**What you have to do:** The answer must be every record below, repeated exactly.
>>
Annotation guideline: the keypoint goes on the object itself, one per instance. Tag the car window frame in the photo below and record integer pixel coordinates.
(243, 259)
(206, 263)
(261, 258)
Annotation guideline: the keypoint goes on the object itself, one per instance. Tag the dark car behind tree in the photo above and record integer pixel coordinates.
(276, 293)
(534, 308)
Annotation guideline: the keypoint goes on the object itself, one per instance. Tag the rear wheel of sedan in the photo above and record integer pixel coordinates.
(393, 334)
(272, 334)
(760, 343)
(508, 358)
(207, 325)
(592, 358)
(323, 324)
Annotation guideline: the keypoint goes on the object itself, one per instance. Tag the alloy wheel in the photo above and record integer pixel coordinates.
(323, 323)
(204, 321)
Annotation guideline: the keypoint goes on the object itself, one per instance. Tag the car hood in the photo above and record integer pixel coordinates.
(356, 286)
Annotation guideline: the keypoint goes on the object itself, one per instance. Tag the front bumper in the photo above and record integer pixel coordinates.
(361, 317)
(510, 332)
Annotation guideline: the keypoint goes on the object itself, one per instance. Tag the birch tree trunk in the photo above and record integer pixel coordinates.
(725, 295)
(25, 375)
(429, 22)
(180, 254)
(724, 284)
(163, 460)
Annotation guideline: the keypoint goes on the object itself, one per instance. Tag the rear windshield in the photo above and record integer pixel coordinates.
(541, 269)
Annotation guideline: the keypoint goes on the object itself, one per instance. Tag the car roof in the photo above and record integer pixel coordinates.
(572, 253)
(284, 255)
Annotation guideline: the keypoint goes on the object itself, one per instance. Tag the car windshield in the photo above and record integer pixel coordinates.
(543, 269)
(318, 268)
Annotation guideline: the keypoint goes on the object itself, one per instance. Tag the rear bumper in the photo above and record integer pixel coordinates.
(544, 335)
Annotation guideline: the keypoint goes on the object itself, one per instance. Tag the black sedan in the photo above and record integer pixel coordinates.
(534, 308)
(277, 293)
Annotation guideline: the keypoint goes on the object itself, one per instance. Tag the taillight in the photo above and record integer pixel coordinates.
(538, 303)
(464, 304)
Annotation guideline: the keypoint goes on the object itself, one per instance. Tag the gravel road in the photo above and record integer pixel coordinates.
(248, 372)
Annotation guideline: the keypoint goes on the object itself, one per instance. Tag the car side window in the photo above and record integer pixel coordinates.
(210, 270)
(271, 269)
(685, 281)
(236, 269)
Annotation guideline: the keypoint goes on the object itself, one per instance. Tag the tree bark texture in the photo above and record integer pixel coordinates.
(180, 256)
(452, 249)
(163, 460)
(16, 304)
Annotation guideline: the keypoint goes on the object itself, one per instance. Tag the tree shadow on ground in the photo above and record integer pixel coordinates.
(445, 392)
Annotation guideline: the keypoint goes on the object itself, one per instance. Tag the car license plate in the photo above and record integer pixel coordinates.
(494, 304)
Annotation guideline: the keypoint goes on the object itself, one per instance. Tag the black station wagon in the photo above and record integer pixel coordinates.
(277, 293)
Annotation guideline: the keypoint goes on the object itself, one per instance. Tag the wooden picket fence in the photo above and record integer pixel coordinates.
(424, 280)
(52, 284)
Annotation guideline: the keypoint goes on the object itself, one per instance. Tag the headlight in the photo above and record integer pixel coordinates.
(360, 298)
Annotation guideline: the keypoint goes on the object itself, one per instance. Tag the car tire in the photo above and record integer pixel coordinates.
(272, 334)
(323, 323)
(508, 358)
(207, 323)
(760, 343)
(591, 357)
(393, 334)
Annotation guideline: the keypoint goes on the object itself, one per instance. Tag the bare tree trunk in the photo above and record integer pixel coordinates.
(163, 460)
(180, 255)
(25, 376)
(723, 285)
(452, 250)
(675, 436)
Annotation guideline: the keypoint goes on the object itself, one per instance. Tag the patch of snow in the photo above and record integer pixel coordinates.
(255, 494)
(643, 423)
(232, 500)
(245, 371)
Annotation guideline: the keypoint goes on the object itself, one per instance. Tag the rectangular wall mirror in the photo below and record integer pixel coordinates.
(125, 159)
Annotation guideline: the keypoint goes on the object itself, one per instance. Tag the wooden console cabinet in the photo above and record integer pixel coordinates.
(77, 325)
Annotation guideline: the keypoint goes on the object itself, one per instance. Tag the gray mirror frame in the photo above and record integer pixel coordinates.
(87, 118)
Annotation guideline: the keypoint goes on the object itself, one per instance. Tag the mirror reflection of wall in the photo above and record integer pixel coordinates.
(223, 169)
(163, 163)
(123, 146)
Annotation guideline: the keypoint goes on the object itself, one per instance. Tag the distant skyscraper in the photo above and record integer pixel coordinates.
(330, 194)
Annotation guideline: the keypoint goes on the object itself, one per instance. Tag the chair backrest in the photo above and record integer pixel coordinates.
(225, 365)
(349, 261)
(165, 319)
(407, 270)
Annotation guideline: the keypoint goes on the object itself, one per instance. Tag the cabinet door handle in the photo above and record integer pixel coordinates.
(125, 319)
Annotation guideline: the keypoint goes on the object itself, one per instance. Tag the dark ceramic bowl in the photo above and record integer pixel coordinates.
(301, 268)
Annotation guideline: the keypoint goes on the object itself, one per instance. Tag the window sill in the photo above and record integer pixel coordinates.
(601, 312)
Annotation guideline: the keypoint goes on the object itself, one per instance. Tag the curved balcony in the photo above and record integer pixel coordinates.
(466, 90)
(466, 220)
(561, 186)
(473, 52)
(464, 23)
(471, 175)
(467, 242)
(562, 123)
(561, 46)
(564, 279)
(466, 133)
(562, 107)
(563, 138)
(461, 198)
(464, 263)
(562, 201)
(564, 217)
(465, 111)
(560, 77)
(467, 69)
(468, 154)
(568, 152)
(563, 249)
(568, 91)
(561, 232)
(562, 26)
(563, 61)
<<
**Exercise response:**
Annotation guideline: the keypoint goes on the object itself, one per instance. Tag the car window frame in the photo below and record integer pixel coordinates.
(243, 259)
(206, 263)
(261, 258)
Annotation guideline: the keypoint goes on the object itself, one per instance. Tag the dark car behind tree in the photo above and record integer pixel coordinates.
(276, 293)
(534, 308)
Annotation guideline: the keypoint goes on the object itself, one per instance. Tag the rear wheel of sedan in the photo above and record integer pixel coordinates.
(393, 334)
(272, 334)
(760, 343)
(508, 358)
(207, 325)
(592, 358)
(323, 324)
Annotation guideline: the keypoint goes on the object itself, one per instance. Tag the alloy wheel in the photo above and record integer pixel coordinates.
(323, 323)
(204, 321)
Annotation guideline: the keypoint goes on the object itself, one per instance. Tag the car hood in the photo above and record integer pixel coordinates.
(356, 286)
Annotation guideline: the keypoint goes on the object itself, one per instance. Tag the front bumper in the photo above and record integer pixel coordinates.
(361, 317)
(510, 332)
Annotation guideline: the keypoint goes on the object itself, one per instance. Tag the birch tree trunk in the photo above and record integer pixel coordinates.
(725, 295)
(25, 375)
(429, 22)
(180, 254)
(724, 284)
(163, 460)
Annotation guideline: the keypoint goes on the object itself, one per instance. Tag the rear windshield in the photo above and record integer pixel coordinates.
(541, 269)
Annotation guideline: the keypoint goes on the object itself, one per instance. Tag the car roof in the photo above and record integer pixel coordinates.
(572, 253)
(284, 255)
Annotation guideline: the keypoint goes on the object itself, one per instance. Tag the car windshield in the photo above and record integer pixel coordinates.
(543, 269)
(318, 268)
Annotation guideline: the keypoint goes on the object itself, one per instance. Tag the rear bumper in the photo above and record integer pixel coordinates.
(544, 335)
Annotation guideline: the keypoint goes on the object itself, one per instance. Tag the black sedan in the photo above and record integer pixel coordinates.
(534, 308)
(277, 293)
Annotation guideline: the keypoint goes on the object itself, one per instance. Tag the taillight in the photo above and record integer pixel coordinates.
(538, 303)
(464, 304)
Annotation guideline: the keypoint goes on the object itself, one per instance. Tag the gravel road in the photo above and record integer pixel coordinates.
(248, 372)
Annotation guideline: the keypoint goes on the object itself, one per instance. Tag the car side window in the photo above and record integer pixel coordinates.
(210, 270)
(271, 269)
(685, 281)
(236, 269)
Annotation guideline: the keypoint goes on the object itself, one per instance. Tag the tree bark texture in the photo above and record integer pixel coordinates.
(180, 256)
(452, 249)
(163, 460)
(16, 304)
Annotation guideline: the keypoint goes on the object itself, one per instance. Tag the tree shadow on ground in the photo above and record integer pixel coordinates.
(445, 392)
Annotation guideline: the keypoint goes on the object itself, one per instance. Tag the car license plate in the photo above and record integer pixel coordinates.
(494, 304)
Annotation guideline: the keypoint goes on the object itself, one per instance. Tag the black station wagon in the photo above and record integer pixel coordinates.
(277, 293)
Annotation guideline: the keypoint goes on the object itself, one per instance. Tag the wooden picket fence in the photo above and record integer pixel coordinates.
(424, 280)
(52, 284)
Annotation guideline: the keypoint goes on the object itself, one per instance. Tag the headlight in the photo above and record integer pixel coordinates.
(360, 298)
Annotation guideline: the keypoint goes on the object itself, one per instance. Tag the car tire in the photo above and record integer pixel coordinates.
(272, 334)
(323, 323)
(508, 358)
(207, 323)
(760, 343)
(591, 357)
(393, 334)
Annotation guideline: the keypoint goes on the object itself, one per instance. Tag the bare tree trunk in the photo above and record integer pixel coordinates.
(163, 460)
(180, 255)
(25, 376)
(723, 285)
(452, 250)
(675, 436)
Annotation guideline: the keypoint goes on the object itself, one per instance. Tag the patch of snow in the photo above and record integer pixel coordinates.
(255, 494)
(643, 423)
(232, 500)
(245, 371)
Annotation guideline: the keypoint goes on the object itself, one per instance. Tag the rectangular wall mirror in the photo below and record integer pixel coordinates.
(125, 159)
Annotation guideline: the keypoint goes on the object itself, one per instance. Tag the wooden console cabinet in the photo above and record integer pixel coordinates.
(77, 325)
Annotation guideline: the keypoint goes on the object itself, one per instance. Tag the gray mirror frame in the photo above and record integer pixel coordinates.
(87, 118)
Annotation guideline: the keypoint goes on the object itself, one per instance. Tag the mirror reflection of wall in the photo above and record integer pixel coordinates.
(223, 169)
(163, 163)
(123, 146)
Annotation guideline: the keypoint goes on the object itself, one per instance. Tag the distant skyscraper in the photo above and record integer pixel coordinates.
(330, 194)
Annotation guideline: the keypoint goes on the object itself, one per instance. Tag the chair backrest in the photo above and record integer pixel coordinates.
(225, 365)
(349, 261)
(165, 319)
(407, 270)
Annotation guideline: the keypoint goes on the object itself, one per instance. Tag the cabinet door handle in the photo above and record integer pixel coordinates.
(125, 319)
Annotation guideline: the keypoint goes on the object itself, one per instance. Tag the dark ceramic bowl in the photo above and record integer pixel coordinates.
(301, 268)
Annotation guideline: the keypoint goes on the object itself, one per instance. Tag the window sill in the photo above and record integer pixel coordinates.
(601, 312)
Annotation guideline: the keypoint goes on the object itself, one per instance. Tag the curved balcony in the photo above and record integer pixel coordinates.
(466, 90)
(466, 220)
(561, 186)
(473, 52)
(464, 23)
(471, 175)
(467, 242)
(562, 123)
(561, 46)
(564, 279)
(466, 133)
(562, 107)
(563, 138)
(461, 198)
(464, 263)
(562, 201)
(564, 217)
(465, 111)
(560, 77)
(467, 69)
(468, 154)
(568, 152)
(563, 249)
(568, 91)
(561, 232)
(562, 26)
(563, 61)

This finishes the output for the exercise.